▶ _DOCUMENT EXCERPT_:
◆ ◆ ◆ ◆ ◆
Thirimadura Ranjith de Zoysa (3 May 1962 – 4 December 2019) was a Sri Lankan politician and member of the Parliament of Sri Lanka. He was a member of the Sri Lanka Freedom Party and Sri Lanka Podujana Peramuna. He died on 4 December 2019 while receiving treatments at a hospital in Singapore for a cardiac condition.

Early life
Zoysa was born to a family of seven children from Elpitiya, Godakawela, on 3 May 1962. He obtained primary education from Siddhartha Vidyalaya in Elpitiya, secondary education from Rahula College in Elpitiya, and later studied agriculture in Aquinas University College.

Political career 
In the late 1980s, motivated at the time by the radical political wave of the JVP, Zoysa entered politics. He was later elected chairman of Atakalampanna Pradeshiya Sabha in 1997 and appointed chairman of the same Pradeshiya Sabha as opposition leader in 2002. Zoysa was elected to the Sabaragamuwa Provincial Council in 2004 and 2008, where he held many positions of provincial minister.
◆ ◆ ◆ ◆ ◆
▶ _DATA LISTING_:
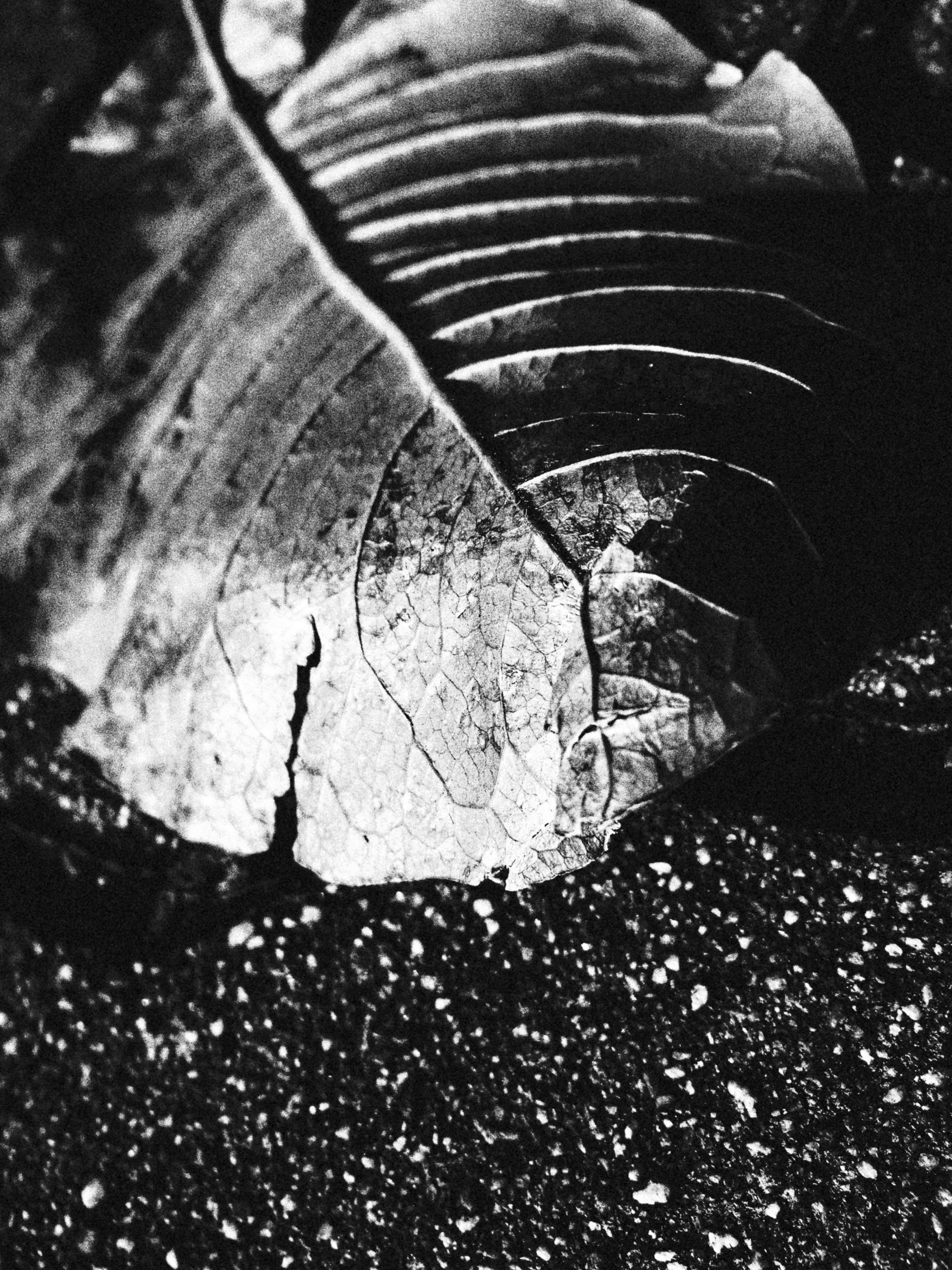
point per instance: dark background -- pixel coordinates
(233, 1065)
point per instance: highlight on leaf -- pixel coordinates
(452, 349)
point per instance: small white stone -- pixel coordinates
(92, 1193)
(724, 75)
(652, 1194)
(240, 934)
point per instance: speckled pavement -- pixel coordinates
(724, 1045)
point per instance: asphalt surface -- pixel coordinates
(728, 1043)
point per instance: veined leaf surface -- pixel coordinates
(513, 652)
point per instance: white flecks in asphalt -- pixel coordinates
(240, 934)
(743, 1098)
(92, 1193)
(652, 1194)
(719, 1242)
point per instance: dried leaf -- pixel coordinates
(544, 591)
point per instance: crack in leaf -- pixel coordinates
(286, 804)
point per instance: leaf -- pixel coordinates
(518, 638)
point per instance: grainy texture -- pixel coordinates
(475, 1060)
(186, 508)
(729, 1030)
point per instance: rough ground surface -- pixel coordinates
(732, 1034)
(496, 1076)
◆ ◆ ◆ ◆ ◆
▶ _INSTRUCTIONS FOR THE TASK_:
Continue the biography of Sri Lankan politician Ranjith de Zoysa from the point where it stops. The items have no connection to the text about Ranjith de Zoysa.

▶ _TASK RESULT_:
He was first elected from the Rakwana Electorate to the Parliament in 2010, and re-elected from the same electorate in 2015. He later served as the Joint Opposition's deputy national organizer.

In the last presidential election, he played a major role in President Gotabaya Rajapaksa's victory.

Controversies 
He was arrested over assaulting a person on 20 December 2018 and remanded until 1 January 2019.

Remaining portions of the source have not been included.